→ Task statement: All lines holding the string "field" should be copied from the data below.

-- Data supplied follows --

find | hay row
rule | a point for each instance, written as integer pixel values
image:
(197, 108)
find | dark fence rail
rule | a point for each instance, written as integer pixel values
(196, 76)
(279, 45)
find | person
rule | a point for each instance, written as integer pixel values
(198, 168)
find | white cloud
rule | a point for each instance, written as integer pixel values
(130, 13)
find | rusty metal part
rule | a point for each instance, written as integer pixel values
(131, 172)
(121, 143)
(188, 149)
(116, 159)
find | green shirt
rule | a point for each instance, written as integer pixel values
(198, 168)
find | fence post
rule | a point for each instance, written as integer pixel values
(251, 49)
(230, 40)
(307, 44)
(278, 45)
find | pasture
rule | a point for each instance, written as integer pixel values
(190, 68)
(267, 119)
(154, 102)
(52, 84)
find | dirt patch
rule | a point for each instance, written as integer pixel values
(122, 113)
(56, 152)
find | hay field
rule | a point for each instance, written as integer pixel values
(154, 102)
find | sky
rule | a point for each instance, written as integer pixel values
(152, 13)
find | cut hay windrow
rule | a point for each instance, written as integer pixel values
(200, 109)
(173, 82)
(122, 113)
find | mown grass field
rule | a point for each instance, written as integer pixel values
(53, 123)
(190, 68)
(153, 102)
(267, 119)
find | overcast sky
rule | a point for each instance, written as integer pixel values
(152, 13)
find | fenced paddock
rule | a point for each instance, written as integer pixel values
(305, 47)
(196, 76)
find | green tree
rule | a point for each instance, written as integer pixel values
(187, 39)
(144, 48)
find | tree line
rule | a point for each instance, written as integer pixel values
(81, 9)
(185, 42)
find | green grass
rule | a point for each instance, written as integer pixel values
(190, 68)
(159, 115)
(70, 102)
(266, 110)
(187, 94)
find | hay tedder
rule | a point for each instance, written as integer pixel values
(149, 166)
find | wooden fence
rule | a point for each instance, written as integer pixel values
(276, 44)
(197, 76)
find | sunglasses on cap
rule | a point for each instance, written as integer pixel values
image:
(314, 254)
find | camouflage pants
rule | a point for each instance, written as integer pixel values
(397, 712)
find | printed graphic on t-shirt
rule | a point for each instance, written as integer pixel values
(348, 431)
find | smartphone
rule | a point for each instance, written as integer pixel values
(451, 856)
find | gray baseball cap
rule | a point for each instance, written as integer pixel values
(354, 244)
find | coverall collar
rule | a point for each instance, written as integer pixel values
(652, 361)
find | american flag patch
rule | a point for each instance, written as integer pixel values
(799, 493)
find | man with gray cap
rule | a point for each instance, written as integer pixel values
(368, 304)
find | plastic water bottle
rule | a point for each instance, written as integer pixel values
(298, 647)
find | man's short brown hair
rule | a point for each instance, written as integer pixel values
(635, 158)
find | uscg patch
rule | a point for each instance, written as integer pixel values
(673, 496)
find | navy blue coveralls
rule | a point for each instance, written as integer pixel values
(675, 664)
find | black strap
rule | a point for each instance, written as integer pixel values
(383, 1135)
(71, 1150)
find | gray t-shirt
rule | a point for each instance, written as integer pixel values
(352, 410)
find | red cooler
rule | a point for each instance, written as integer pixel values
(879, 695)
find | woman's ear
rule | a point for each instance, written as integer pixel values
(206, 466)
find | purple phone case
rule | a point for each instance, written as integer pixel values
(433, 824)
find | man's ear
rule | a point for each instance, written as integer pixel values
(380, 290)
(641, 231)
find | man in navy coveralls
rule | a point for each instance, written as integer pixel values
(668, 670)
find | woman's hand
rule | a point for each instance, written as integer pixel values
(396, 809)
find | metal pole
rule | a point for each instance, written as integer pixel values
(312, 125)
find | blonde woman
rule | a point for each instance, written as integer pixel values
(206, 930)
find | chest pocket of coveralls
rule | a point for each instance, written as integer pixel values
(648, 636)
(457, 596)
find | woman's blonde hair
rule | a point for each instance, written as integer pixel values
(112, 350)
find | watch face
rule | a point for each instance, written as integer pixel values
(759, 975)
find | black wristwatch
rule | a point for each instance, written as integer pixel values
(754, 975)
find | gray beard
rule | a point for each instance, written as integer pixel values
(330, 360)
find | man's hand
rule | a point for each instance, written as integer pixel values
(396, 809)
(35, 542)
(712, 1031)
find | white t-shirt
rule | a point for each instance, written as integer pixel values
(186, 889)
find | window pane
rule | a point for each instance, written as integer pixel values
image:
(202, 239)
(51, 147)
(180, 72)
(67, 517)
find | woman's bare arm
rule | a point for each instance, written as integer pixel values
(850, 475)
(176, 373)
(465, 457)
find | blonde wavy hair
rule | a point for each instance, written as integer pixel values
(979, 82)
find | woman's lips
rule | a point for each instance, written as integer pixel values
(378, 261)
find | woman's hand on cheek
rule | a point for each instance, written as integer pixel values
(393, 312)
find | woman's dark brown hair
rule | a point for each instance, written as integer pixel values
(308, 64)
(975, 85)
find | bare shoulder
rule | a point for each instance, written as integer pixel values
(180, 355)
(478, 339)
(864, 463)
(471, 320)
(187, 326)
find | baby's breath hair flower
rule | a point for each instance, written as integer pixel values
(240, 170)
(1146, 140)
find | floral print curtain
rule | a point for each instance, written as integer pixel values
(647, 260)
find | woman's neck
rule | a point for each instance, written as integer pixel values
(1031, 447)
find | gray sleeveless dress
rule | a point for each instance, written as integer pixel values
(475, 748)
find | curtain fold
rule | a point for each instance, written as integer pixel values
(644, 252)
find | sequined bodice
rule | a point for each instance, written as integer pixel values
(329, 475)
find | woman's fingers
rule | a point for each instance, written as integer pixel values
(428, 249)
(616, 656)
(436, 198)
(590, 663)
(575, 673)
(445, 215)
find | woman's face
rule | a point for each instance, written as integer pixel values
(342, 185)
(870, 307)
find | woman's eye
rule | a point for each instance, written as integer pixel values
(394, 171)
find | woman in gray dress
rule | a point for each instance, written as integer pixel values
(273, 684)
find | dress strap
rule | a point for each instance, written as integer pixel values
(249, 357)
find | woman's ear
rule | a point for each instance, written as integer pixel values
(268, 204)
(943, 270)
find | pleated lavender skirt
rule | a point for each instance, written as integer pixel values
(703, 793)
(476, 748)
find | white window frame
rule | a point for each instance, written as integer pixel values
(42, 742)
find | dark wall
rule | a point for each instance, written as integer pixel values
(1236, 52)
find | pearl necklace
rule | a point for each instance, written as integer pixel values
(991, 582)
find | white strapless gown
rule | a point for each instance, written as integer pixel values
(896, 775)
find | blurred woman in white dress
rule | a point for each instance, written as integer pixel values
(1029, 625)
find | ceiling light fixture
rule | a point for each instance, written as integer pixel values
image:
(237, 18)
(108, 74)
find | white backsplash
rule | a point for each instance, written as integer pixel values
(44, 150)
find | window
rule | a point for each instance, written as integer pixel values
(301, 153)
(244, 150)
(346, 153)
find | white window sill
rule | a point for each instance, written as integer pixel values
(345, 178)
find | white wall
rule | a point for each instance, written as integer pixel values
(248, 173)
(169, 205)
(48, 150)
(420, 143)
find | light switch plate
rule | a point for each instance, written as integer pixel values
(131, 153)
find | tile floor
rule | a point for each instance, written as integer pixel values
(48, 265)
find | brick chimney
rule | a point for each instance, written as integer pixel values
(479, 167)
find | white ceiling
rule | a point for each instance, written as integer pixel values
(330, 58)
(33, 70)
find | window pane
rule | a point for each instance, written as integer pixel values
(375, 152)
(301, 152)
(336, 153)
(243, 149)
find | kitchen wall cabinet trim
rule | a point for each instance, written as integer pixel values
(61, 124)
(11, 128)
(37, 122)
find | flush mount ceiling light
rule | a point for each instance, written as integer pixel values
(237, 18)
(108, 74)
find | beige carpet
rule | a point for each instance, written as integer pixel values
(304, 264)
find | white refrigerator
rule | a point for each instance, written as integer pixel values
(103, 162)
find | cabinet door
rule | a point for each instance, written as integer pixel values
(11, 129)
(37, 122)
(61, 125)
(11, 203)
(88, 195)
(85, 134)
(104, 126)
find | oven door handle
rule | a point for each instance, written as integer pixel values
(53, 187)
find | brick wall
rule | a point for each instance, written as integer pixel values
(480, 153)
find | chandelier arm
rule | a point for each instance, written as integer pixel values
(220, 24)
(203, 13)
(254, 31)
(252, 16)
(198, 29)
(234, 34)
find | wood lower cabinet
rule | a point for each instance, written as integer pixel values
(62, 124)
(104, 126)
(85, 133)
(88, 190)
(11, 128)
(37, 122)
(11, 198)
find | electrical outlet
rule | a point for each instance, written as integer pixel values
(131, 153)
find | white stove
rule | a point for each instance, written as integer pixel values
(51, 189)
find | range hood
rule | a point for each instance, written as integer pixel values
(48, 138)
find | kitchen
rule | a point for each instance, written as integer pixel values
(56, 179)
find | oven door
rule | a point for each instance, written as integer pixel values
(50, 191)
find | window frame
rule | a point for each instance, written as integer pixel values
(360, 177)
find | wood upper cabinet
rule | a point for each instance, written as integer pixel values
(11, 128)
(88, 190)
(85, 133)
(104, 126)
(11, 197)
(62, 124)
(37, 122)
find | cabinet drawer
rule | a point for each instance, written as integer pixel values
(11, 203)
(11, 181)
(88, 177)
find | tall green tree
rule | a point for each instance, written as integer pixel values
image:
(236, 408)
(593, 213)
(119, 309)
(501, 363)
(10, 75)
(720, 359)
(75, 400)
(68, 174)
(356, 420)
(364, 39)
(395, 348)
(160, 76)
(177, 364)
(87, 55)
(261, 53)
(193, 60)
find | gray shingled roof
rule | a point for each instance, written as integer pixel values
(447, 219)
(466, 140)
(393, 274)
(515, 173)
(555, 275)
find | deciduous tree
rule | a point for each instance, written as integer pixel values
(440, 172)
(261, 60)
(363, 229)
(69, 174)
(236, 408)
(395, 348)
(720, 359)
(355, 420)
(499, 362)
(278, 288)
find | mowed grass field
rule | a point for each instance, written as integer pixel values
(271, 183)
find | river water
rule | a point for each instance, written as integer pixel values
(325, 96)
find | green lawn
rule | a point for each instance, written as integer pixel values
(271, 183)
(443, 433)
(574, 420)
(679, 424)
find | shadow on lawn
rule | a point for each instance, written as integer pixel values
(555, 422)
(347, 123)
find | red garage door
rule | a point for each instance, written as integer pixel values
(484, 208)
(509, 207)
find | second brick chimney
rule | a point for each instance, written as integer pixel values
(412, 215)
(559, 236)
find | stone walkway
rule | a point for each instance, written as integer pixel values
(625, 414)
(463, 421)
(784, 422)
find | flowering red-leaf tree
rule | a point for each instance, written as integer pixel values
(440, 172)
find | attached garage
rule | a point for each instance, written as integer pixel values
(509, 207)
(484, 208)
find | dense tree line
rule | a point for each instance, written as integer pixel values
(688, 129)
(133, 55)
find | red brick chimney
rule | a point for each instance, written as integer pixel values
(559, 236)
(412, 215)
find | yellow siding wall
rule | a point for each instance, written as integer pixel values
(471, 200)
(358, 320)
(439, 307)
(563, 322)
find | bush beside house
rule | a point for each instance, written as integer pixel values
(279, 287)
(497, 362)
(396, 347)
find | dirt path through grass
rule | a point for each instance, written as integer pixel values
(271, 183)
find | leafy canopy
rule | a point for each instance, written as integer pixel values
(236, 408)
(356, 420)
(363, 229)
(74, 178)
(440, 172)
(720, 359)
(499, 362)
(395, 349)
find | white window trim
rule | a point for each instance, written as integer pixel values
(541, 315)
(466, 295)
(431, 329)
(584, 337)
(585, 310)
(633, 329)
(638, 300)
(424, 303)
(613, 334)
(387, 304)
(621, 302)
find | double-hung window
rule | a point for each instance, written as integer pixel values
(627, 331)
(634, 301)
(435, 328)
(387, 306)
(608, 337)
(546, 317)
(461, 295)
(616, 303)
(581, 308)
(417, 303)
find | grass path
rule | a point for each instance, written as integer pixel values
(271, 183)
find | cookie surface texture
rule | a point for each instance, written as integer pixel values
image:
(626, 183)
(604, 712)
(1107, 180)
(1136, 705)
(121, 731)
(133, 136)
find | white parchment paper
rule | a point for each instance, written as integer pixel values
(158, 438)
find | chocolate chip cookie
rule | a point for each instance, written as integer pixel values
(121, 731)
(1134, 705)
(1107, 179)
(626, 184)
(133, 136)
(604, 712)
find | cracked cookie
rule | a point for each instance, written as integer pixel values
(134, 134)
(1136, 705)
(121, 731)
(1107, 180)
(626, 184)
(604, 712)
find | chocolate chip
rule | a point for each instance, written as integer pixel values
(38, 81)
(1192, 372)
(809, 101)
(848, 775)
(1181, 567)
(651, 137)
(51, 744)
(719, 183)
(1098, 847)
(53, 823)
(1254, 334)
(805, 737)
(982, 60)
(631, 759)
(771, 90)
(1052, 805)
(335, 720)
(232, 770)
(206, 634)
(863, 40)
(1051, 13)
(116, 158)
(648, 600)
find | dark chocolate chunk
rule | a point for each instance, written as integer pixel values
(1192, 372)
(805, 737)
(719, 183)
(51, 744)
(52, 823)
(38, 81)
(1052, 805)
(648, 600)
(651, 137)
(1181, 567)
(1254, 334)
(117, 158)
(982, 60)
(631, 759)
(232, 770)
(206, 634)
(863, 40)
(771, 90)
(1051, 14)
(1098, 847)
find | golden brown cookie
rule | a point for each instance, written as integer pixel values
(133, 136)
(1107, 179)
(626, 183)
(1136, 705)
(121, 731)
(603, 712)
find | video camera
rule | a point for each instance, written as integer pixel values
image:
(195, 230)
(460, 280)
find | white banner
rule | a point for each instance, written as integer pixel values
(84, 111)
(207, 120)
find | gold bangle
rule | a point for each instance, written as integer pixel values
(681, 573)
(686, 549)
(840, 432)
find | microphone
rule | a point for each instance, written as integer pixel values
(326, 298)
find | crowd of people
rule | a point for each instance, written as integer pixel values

-- Data supplied concluded --

→ Exercise output:
find | hay field
find | mown grass field
find | mowed grass field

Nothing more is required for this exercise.